= Extrait retenu =
D’ailleurs, on retrouve toute la diversité du web actuel et de ses moyens de communication tout au long du récit, relookés façon « Belle Époque » : posts sur le Trombinoscope (Facebook), retweets du Gazouilli (Twitter), vidéos sur Les Bons Tuyaux (YouTube), derniers articles d’actualité sur Hourra ! avec publicités d’époque (Yahoo !), avec en prime Zola qui publie un selfie de son séjour à Rome. Ce dernier exemple, qui pourrait être ridicule, permet habilement à Jean Dytar de donner à mieux percevoir ce qui pouvait irriter les contemporains de l’écrivain. Car, nous l’avons oublié, mais les dépêches envoyés régulièrement par Zola pour informer de son voyage n’étaient pas moins perçues comme des publicités narcissiques que les selfies publiées sur Instagram par les stars, influenceuses ou influenceurs actuels. Or, c’est à cela que sert le parti-pris d’anachronisme de Jean Dytar : redonner aux faits du passé leur impact d’origine.
#J’Accuse… !, une enquête sur les images en forme de feuilleton
Par son dispositif anachronique et le choix des sources de son récit (des journaux et témoignages d’époque), Jean Dytar a tenté de « placer les lecteurs dans une position ouverte qui pouvait être celle de citoyens ordinaires attentifs au débat public à l’époque, comme nous pouvons l’être aujourd’hui en tant qu’auditeurs, téléspectateurs, internautes… ou toujours lecteurs bien sûr. » L’auteur et son œuvre, #J’Accuse… !, nous invitent ainsi à garder les yeux et les oreilles bien ouverts, la pensée rationnelle en alerte et il s’agit, à ce titre, d’un support idéal pour l’éducation aux images par des enseignants, sans tomber dans le didactisme plan-plan. Jean Dytar permet ainsi de confronter et d’analyser les effets de textes mis en scène comme des vidéos diffusées sur une télévision anachronique ou sur Les Bons Tuyaux, « avec ou sans public, en situation de débat ou en journal télévisé, en reportage ou en zapping », comme le souligne l’auteur qui a tenu à diversifier les procédés.
Ainsi, la représentation d’articles de journaux comme des articles de sites web permet « notamment de mettre en scène un extrait de texte coupé par l’écran, suggérant que l’article se poursuivrait si on pouvait scroller la page », tandis que celle des témoignages ou des reportages sous forme de vidéos permet « des effets d’interaction, de commentaires, ou de prise de parole face caméra, et là aussi l’illusion du scrolling… ». Ce qui aboutit à un livre très dynamique, les procédés permettant à Jean Dytar de jouer avec le rythme :
« Il y avait une volonté de chercher à chaque fois le dispositif le plus approprié pour mettre en scène tel ou tel texte de façon pertinente, ou percutante, ou cohérente, ou qui allait pouvoir produire des effets de résonance particulier. Ou encore tout simplement avec la volonté de rythmer le livre, de passer d’un registre à un autre, de créer des moments de respiration ou au contraire un tempo très enlevé, voire saturé. »

= Extrait source =

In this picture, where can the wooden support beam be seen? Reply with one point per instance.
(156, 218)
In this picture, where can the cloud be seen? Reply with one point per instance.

= Consigne donnée =
Poursuivez le texte consacré au livre #J'Accuse… ! de Jean Dytar à partir du point où il s'interrompt. Les données proviennent d'une source distincte.

= Réponse rédigée =
Jean Dytar
Ce foisonnement et ces effets de rythme participent de la fascination de #J’Accuse… ! et font du livre de Jean Dytar un monde que l’on parcourt en quête de vérité à perdre haleine. L’auteur retrouve ici la forme romanesque née des journaux du XIXe siècle : le feuilleton dont les rebondissements et les sous-intrigues incitait les lecteurs à acheter le journal pour connaître la suite. Les Misérables (Victor Hugo, 1863), rappelons-le, était un feuilleton. D’ailleurs, parmi les journalistes cités dans #J’Accuse… ! il y a le journaliste Gaston Leroux, créateur de Rouletabille dont les enquêtes haletantes furent publiées dans des journaux après l’affaire Dreyfus, entre 1907 et 1922.
Le feuilleton, qui a retrouvé un âge d’or avec les innombrables séries d’aujourd’hui, est aussi le modèle des révélations et polémiques à répétition de notre temps. Or, #J’Accuse… ! permet de décrypter ce storytelling à travers une affaire passée, qui était déjà un feuilleton en son temps.
Exercer son esprit critique aujourd’hui grâce à l’Histoire
L’affaire Dreyfus demeure choquante et ses soubresauts toujours sensibles dans la société française actuelle, où les spectres de l’Action Française née en ce temps rôdent en pleine campagne présidentielle. Ce qui fait la terrible efficacité de la bande-dessinée de Jean Dytar, graphiquement impeccable, au noir et blanc brut comme des gravures d’antan, c’est qu’elle révèle à quel point certaines polémiques présentes rappellent (je m’exprime ici à titre personnel) l’atmosphère nauséabonde de ces années d’affaire Dreyfus. C’est à ce titre une œuvre politique sans cesser d’être rigoureusement historique, justement parce que #J’Accuse… ! invite à ne pas faire de l’Histoire un monument à contempler sans réfléchir ou à apprendre par cœur, sans réfléchir également.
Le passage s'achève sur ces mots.